● **Your task**:
Restate the records below word for word.

● **The records**:
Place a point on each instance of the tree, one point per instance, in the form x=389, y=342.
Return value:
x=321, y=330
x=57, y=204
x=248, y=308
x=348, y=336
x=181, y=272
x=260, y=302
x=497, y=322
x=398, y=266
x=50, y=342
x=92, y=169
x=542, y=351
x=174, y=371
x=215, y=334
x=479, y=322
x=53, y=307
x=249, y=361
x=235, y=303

● **Written solution**:
Place a point on each instance of the tree, one point per instance, in the form x=389, y=342.
Return value:
x=321, y=330
x=57, y=204
x=248, y=308
x=348, y=336
x=181, y=272
x=260, y=302
x=497, y=322
x=398, y=266
x=50, y=342
x=92, y=169
x=542, y=351
x=174, y=371
x=215, y=334
x=479, y=322
x=53, y=307
x=249, y=361
x=235, y=303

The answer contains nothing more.